→ **Do this**:
Copy out the records below, swapping "simplified polygon" for "rough polygon" wherever it appears and leaving everything else untouched.

→ **Provided material**:

———

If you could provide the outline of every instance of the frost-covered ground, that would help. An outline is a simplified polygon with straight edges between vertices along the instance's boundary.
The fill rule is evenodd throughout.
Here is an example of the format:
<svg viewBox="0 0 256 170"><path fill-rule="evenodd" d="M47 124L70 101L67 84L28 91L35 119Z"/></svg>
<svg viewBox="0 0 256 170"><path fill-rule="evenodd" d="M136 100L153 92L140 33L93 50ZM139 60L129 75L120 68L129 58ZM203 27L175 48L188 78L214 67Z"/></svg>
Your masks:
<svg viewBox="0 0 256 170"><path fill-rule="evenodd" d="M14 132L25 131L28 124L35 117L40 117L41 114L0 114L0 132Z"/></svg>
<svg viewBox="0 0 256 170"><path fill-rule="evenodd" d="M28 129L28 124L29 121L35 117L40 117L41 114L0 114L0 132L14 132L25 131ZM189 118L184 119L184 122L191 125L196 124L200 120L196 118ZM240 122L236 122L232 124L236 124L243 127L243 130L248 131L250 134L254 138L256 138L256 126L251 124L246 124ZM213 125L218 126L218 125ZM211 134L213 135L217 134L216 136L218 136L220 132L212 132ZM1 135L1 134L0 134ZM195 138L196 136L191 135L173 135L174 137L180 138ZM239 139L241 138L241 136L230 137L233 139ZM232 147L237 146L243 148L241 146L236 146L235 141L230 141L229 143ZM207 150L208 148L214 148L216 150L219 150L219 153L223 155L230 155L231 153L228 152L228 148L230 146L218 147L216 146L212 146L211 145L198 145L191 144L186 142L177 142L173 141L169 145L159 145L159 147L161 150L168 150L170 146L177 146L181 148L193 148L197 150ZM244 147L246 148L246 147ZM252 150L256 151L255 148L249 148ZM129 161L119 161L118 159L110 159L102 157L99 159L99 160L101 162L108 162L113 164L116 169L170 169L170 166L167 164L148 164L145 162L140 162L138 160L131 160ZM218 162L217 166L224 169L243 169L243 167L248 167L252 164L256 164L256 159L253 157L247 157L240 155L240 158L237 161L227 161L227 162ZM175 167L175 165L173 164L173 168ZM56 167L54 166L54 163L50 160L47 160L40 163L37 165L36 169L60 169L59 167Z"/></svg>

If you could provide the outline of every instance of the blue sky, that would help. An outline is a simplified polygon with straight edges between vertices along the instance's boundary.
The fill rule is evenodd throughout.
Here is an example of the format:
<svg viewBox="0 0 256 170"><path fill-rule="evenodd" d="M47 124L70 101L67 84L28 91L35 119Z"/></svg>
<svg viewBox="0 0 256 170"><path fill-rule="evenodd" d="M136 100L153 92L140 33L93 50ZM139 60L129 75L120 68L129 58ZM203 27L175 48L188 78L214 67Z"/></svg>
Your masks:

———

→ **Solution**:
If you could provide the outline of every instance of the frost-covered ground, that would help. An outline is a rough polygon with straight edges between vertices along the instance's boundary.
The fill rule is evenodd throughout.
Here is an example of the format:
<svg viewBox="0 0 256 170"><path fill-rule="evenodd" d="M47 124L70 101L67 84L28 91L35 119Z"/></svg>
<svg viewBox="0 0 256 170"><path fill-rule="evenodd" d="M136 100L153 92L140 33L93 50ZM139 60L129 75L120 68L129 58ZM203 27L175 48L188 78L214 67Z"/></svg>
Your masks:
<svg viewBox="0 0 256 170"><path fill-rule="evenodd" d="M14 132L25 131L28 124L35 117L40 117L41 114L0 114L0 132Z"/></svg>
<svg viewBox="0 0 256 170"><path fill-rule="evenodd" d="M28 129L28 124L29 121L35 117L40 117L41 114L0 114L0 132L14 132L25 131ZM189 118L184 119L184 122L191 125L196 124L200 120L196 118ZM240 122L236 122L232 124L236 124L243 127L243 130L248 131L250 134L254 138L256 138L256 126L251 124L246 124ZM213 125L218 126L218 125ZM211 134L213 135L217 134L216 136L218 136L220 132L212 132ZM1 135L1 134L0 134ZM195 138L196 136L191 135L173 135L174 137L180 138ZM239 139L241 138L241 136L230 137L233 139ZM232 147L237 146L243 148L241 146L236 146L235 141L230 141L229 143ZM207 150L208 148L214 148L216 150L219 150L219 153L223 155L230 155L231 153L228 152L228 148L230 146L218 147L216 146L212 146L211 145L198 145L191 144L186 142L177 142L173 141L169 145L159 145L159 147L161 150L168 150L170 146L177 146L181 148L193 148L197 150ZM244 147L246 148L246 147ZM252 150L256 151L255 148L249 148ZM129 161L119 161L118 159L110 159L102 157L99 159L99 160L101 162L108 162L113 164L116 169L170 169L170 166L167 164L148 164L145 162L140 162L138 160L131 160ZM218 162L217 166L224 169L243 169L243 167L248 167L252 164L256 164L256 159L253 157L247 157L240 155L240 158L237 161L227 161L227 162ZM175 167L175 165L173 164L173 168ZM56 167L54 166L54 163L50 160L47 160L40 163L37 165L36 169L60 169L59 167Z"/></svg>

If you could provide the outline of every instance of the blue sky, that would help. An outline is a rough polygon with straight edges between vertices along the instance's boundary.
The fill rule is evenodd throughout.
Here is an example of the format:
<svg viewBox="0 0 256 170"><path fill-rule="evenodd" d="M47 124L70 101L67 84L28 91L35 119Z"/></svg>
<svg viewBox="0 0 256 170"><path fill-rule="evenodd" d="M136 100L153 92L140 33L93 50ZM139 60L129 75L120 68L129 58ZM203 27L175 48L188 78L214 67Z"/></svg>
Your masks:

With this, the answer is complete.